Extrayez du texte sur le sommet d'Helsinki le passage compris entre « Comme si Israël » et « sur le terrain. », bornes incluses.

--- Texte fourni ---

Loin de nous l’idée de prétendre
commenter le sommet d’Helsinki du 16
juillet courant entre les présidents
Poutine et Trump, alors que les experts
les plus éminents de la planète
continuent à s’exprimer sur le sujet. Un
sommet censé avoir eu lieu entre deux
États parmi les plus puissants en ce
monde -ou entre un homme vendu à un
autre si l’on en croit le tollé de la
presse, des ténors et des faucons
américains- afin de discuter des
dossiers les plus chauds du moment, dont
le dossier syrien qui nous intéresse.
Dossier à propos
duquel une précision s’impose suite aux
déclarations de Donald Trump quant à la
priorité de la sécurité d’Israël, au
détriment du passé, du présent et de
l’avenir de tous les peuples du Levant ;
peuples que Trump prétend défendre
contre le terrorisme créé, soutenu et
toujours entretenu par les États-Unis et
leur coalition de malheur, en plus
d’oser prétendre qu’il se soucie de leur
situation humanitaire :
« Depuis de nombreuses années, des
décennies, nous travaillons dur avec
Israël. Je pense qu’aucun autre pays n’a
jamais été plus proche de nous. Le
président Poutine a également aidé
Israël. Et, tous les deux, nous avons
travaillé avec Bibi Netanyahou afin de
faire quelque chose en Syrie qui aurait
à voir avec la sécurité d’Israël. Et à
cet égard, nous voulons absolument
travailler pour aider Israël. Et Israël
travaillera avec nous. Et donc, les deux
pays travailleront conjointement... »
[1].
Comme si Israël et
les États-Unis n’avaient pas travaillé
conjointement à la destruction de la
Syrie depuis des décennies. Comme si de
commanditaires des pires crimes commis
contre le peuple syrien, ils n’en
étaient pas clairement devenus les
exécutants acharnés sur le terrain.
Mais l’important
ici, ce sont plutôt les propos de
Poutine qui ont « prétendument »
enchanté Bibi, comme nous le rapporte
Sputnik et une bonne partie de la presse
israélienne :
« Netanyahu
apprécie hautement la coordination avec
la Russie sur les questions de sécurité,
ainsi que la
position clairement exprimée par le
Président Poutine en ce qui concerne
la nécessité d'observer l'accord de 1974
sur le désengagement entre Israël et la
Syrie, est-il dit dans un communiqué du
cabinet du chef du gouvernement »
[2].
Sauf que ce n’est
pas exactement la position clairement
exprimée par le président Poutine. En
effet, si Sputnik et d’autres médias se
contentent de citer le paragraphe
suivant :
« Suite à la
défaite complète des terroristes dans le
sud-est de la Syrie, la situation sur
les hauteurs du Golan doit être mise en
conformité avec l'accord de 1974 [3] sur
le désengagement des forces israéliennes
et syriennes [...] Monsieur le Président
[Trump] y a prêté aujourd'hui une
attention particulière. Je souhaite
réaffirmer l'attachement de la Russie à
une telle évolution de la situation ».
[4]
Ils négligent la
suite de sa déclaration :
« Cela nous
permettra d’établir une paix solide sur
la base de la résolution 338 du Conseil
de sécurité de l’ONU » [1].

--- Entrées enregistrées ---

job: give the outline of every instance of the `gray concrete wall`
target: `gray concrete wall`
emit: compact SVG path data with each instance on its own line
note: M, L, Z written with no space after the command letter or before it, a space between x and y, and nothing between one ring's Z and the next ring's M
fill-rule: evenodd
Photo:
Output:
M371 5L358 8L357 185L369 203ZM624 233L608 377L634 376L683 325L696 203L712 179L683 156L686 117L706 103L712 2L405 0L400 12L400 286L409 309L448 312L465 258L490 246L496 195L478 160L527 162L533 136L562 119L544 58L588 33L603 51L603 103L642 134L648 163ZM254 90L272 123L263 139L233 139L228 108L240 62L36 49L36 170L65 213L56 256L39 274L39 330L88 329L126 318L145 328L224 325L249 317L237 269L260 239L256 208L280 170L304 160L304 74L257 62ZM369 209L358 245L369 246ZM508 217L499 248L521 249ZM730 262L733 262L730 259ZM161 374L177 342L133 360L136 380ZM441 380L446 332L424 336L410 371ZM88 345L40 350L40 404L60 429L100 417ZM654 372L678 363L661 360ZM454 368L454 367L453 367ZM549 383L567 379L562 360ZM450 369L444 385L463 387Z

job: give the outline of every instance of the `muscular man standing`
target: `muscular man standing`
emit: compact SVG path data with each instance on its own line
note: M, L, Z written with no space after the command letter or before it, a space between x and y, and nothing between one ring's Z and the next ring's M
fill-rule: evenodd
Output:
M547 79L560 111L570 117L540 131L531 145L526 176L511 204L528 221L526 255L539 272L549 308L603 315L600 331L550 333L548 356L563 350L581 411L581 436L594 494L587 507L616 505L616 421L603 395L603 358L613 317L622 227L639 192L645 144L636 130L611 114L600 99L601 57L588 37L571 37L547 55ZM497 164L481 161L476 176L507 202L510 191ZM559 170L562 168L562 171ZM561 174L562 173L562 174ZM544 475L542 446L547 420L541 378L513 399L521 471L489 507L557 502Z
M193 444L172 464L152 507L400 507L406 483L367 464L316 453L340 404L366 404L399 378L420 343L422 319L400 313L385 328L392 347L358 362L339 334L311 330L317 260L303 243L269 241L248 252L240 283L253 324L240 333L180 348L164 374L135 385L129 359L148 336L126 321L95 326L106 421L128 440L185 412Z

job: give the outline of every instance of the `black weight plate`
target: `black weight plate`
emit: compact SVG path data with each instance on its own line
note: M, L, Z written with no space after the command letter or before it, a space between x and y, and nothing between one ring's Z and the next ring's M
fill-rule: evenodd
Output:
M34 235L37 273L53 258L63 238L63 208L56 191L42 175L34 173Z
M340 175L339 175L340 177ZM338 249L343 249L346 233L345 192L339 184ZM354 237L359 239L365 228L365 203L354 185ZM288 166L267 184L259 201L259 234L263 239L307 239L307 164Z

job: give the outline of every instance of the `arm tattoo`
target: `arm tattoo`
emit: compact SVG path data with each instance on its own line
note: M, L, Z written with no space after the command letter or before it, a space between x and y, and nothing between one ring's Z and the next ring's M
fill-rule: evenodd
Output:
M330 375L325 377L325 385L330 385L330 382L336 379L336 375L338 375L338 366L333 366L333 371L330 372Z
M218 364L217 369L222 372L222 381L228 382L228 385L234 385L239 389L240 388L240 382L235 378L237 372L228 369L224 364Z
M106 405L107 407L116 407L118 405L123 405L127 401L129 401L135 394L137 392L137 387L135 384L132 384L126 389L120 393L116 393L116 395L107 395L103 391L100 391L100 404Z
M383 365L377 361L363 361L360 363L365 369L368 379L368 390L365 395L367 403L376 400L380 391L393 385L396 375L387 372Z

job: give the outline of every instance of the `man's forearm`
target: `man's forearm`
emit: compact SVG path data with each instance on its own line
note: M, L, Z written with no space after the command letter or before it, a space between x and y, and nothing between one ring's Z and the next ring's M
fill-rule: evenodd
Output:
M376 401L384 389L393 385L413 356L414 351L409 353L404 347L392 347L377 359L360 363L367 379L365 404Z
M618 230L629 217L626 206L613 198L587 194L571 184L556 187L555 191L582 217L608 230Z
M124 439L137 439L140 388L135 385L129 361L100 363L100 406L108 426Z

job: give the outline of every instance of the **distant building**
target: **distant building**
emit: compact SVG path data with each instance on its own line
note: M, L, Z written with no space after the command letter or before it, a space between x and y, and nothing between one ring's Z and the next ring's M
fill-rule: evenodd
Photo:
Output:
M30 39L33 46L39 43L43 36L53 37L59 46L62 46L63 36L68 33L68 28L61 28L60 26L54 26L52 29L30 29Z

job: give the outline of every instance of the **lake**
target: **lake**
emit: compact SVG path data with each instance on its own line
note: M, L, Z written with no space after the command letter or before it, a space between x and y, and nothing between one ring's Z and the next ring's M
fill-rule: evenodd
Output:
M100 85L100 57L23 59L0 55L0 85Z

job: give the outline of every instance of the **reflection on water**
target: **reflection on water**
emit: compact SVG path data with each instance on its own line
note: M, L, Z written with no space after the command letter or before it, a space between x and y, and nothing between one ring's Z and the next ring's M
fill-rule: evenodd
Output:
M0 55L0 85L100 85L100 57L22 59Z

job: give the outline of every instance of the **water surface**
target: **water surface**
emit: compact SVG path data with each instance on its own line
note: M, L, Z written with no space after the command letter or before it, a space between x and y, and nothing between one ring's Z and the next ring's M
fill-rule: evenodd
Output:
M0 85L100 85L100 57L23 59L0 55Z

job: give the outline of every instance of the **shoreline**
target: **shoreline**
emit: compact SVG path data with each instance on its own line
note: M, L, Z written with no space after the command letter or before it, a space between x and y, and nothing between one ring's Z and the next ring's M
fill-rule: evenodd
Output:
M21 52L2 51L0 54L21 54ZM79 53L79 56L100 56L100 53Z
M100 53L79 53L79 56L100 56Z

---

## Réponse attendue
Comme si Israël et
les États-Unis n’avaient pas travaillé
conjointement à la destruction de la
Syrie depuis des décennies. Comme si de
commanditaires des pires crimes commis
contre le peuple syrien, ils n’en
étaient pas clairement devenus les
exécutants acharnés sur le terrain.